Referring expression data
______________________________

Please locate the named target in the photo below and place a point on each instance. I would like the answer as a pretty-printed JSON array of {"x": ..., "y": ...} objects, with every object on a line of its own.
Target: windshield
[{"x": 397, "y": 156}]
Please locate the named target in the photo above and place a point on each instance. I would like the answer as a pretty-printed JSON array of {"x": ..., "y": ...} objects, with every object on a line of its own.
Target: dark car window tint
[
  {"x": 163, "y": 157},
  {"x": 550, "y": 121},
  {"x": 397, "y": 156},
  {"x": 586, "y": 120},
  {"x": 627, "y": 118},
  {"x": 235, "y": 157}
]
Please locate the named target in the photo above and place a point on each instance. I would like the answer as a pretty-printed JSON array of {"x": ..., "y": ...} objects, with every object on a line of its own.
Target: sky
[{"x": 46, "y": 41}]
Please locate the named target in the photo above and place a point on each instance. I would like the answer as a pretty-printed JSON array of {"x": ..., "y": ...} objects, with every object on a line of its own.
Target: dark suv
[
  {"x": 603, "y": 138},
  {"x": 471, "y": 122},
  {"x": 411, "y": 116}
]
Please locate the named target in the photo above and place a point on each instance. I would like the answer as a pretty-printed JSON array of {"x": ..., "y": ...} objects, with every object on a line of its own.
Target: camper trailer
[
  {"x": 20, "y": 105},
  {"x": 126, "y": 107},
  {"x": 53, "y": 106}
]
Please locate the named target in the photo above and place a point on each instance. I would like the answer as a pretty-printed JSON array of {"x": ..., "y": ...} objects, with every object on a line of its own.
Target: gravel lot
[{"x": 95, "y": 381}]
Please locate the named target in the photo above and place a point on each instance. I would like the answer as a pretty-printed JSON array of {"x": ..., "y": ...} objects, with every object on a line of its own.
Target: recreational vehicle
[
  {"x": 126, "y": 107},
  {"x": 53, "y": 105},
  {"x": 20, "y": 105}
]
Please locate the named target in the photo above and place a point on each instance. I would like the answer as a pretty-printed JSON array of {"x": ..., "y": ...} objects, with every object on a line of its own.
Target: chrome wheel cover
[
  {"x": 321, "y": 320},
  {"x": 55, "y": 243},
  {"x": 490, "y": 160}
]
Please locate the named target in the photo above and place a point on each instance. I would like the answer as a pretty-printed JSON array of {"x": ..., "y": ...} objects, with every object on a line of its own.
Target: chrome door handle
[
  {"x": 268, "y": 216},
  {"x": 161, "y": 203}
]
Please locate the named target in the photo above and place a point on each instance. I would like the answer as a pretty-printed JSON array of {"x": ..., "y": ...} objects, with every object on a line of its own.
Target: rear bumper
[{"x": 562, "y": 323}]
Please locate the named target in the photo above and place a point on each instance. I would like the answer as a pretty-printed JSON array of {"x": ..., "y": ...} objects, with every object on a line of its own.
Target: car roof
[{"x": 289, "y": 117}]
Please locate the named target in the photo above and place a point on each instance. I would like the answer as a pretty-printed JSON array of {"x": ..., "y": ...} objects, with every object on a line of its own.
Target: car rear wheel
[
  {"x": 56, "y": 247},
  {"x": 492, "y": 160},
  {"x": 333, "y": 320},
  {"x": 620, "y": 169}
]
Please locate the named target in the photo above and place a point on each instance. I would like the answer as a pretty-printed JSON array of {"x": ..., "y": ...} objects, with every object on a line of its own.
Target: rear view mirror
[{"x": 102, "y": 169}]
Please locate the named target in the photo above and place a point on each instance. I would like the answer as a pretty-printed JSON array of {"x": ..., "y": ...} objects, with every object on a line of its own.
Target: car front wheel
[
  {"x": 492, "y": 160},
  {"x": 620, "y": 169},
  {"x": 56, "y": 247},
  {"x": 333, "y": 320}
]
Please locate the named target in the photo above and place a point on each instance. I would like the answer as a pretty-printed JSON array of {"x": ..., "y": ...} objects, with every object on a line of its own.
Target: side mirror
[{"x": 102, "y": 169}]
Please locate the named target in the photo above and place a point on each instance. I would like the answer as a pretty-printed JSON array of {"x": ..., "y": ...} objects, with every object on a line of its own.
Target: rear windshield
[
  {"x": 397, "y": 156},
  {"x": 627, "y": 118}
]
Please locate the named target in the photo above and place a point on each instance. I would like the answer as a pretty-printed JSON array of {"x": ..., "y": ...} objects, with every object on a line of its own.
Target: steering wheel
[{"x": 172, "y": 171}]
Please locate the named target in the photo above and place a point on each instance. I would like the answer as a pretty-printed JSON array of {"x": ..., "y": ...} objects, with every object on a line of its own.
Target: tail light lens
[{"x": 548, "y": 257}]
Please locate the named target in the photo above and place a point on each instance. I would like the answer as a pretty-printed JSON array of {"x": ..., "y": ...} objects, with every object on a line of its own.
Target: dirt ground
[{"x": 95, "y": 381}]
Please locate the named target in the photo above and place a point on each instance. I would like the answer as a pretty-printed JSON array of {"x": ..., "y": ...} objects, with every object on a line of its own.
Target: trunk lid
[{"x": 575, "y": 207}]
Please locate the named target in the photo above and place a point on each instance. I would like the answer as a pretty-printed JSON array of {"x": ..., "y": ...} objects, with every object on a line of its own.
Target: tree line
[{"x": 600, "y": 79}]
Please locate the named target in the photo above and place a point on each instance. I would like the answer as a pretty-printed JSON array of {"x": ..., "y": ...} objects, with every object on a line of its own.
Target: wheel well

______________________________

▸ The task
What you return must match the records above exactly.

▸ Task output
Please locate the named target in the photo below and place a point on each instance. I would like the answer as a pretty-printed JSON array of {"x": ..., "y": ...} objects, with every object on a line of its own.
Target: windshield
[{"x": 397, "y": 156}]
Please locate the named target in the photo above and place a point on each instance. I would like the answer as a pretty-printed JSON array of {"x": ..., "y": ...} objects, with every object on a line of its own.
Target: dark car window tint
[
  {"x": 163, "y": 157},
  {"x": 550, "y": 121},
  {"x": 397, "y": 156},
  {"x": 586, "y": 120},
  {"x": 627, "y": 118},
  {"x": 235, "y": 157}
]
Please locate the named target in the photo above and place a point on each instance. I would like the answer as a pretty-printed JSON array of {"x": ..., "y": ...} objects, with every object on a line of its own.
Target: sky
[{"x": 46, "y": 41}]
Please locate the named target in the photo above and place a point on each instance. I would like the answer as a pretty-printed JSON array of {"x": ..., "y": ...} objects, with every object on a line of its own.
Target: dark suv
[
  {"x": 603, "y": 138},
  {"x": 471, "y": 122},
  {"x": 411, "y": 116}
]
Please locate the named target in the photo above and place a point on each instance. I would like the answer as a pretty-printed JSON array of {"x": ..., "y": ...} objects, with every object on a line of its own.
Target: camper trailer
[
  {"x": 20, "y": 105},
  {"x": 126, "y": 107},
  {"x": 53, "y": 106}
]
Please locate the named target in the photo above and place a point on each instance. I would like the answer as a pretty-printed JSON array of {"x": ..., "y": ...} objects, with every object on a line of its own.
Target: gravel lot
[{"x": 95, "y": 381}]
Please locate the named target in the photo above and place a point on each instance. I would like the answer as a pretty-printed JSON array of {"x": ..., "y": ...} objects, with every object on a line of its own.
Target: recreational vehicle
[
  {"x": 126, "y": 107},
  {"x": 53, "y": 105},
  {"x": 20, "y": 105}
]
Please locate the named target in the photo above and place a point on each instance. I would like the answer as a pretty-printed JSON array of {"x": ..., "y": ...} objects, with every object on a line of its own.
Target: chrome wheel cover
[
  {"x": 321, "y": 320},
  {"x": 55, "y": 243},
  {"x": 490, "y": 160}
]
Please locate the named target in the photo above and place a point on each instance. I would like the answer as a pretty-printed JSON array of {"x": ..., "y": ...} objects, with every object on a line of its own.
Target: chrome door handle
[
  {"x": 268, "y": 216},
  {"x": 161, "y": 203}
]
Please locate the named target in the photo above and place a point on each instance. I would like the answer as a pretty-printed JSON array of {"x": ..., "y": ...} objects, with every object on a line of its own.
Target: rear bumper
[{"x": 562, "y": 323}]
Please locate the named target in the photo above and place a point on each instance. I would like the answer as a pretty-printed JSON array of {"x": ..., "y": ...} objects, with every object on a line of its own.
Target: car roof
[{"x": 289, "y": 117}]
Please locate the named target in the photo above and place a point on each instance. I would like the answer as a pretty-printed JSON array of {"x": ..., "y": ...} objects, with every object on a line of its own.
Target: car rear wheel
[
  {"x": 56, "y": 247},
  {"x": 492, "y": 160},
  {"x": 333, "y": 320},
  {"x": 620, "y": 169}
]
Please locate the named target in the photo above and place a point on each instance. I would like the answer as a pretty-printed JSON array of {"x": ..., "y": ...} objects, with every object on a line of its own.
Target: rear view mirror
[{"x": 102, "y": 169}]
Please locate the named target in the photo above and place a point on each instance. I would like the answer as a pretty-printed JSON array of {"x": ..., "y": ...} objects, with every object on a line of its own.
Target: car front wheel
[
  {"x": 492, "y": 160},
  {"x": 620, "y": 169},
  {"x": 56, "y": 247},
  {"x": 333, "y": 320}
]
Please locate the named target in the photo above and place a point on each instance. I would like the answer as a pretty-printed JSON array of {"x": ..., "y": ...} objects, with every object on a line of its own.
Target: side mirror
[{"x": 102, "y": 169}]
Please locate the named target in the photo above and place a point on each instance. I would like the answer as a pretty-printed JSON array of {"x": ..., "y": ...} objects, with every object on a line of its own.
Target: rear windshield
[
  {"x": 397, "y": 156},
  {"x": 627, "y": 118}
]
Please locate the named target in the photo above and place a point on each instance. I would like the answer as a pretty-printed JSON array of {"x": ..., "y": ...} objects, with every object on a line of its own.
Target: steering wheel
[{"x": 172, "y": 171}]
Please locate the named target in the photo above and place a point on each instance. I would like the answer as a pretty-printed JSON array of {"x": ..., "y": ...} objects, with every object on a line of its own.
Target: tail light lens
[{"x": 548, "y": 257}]
Please locate the named target in the photo above and place a point on each instance. I would like the answer as a pretty-printed JSON array of {"x": ..., "y": ...} objects, with every object on a line of its own.
Target: dirt ground
[{"x": 95, "y": 381}]
Please locate the named target in the photo above and place a point on each instance. I would like the answer as a pretty-printed JSON array of {"x": ..., "y": ...} objects, with every object on a line of its own.
Target: trunk lid
[{"x": 575, "y": 207}]
Please locate the named target in the photo above and place a point on each instance. I would like the answer as a pretty-printed JSON array of {"x": ..., "y": ...} objects, with every object on a line of its own.
Target: tree line
[{"x": 600, "y": 79}]
Please locate the named target in the photo above and place a point on each instance. I would like the answer as a pretty-printed JSON array of {"x": ..., "y": ...} objects, with every object on a line of its own.
Target: wheel well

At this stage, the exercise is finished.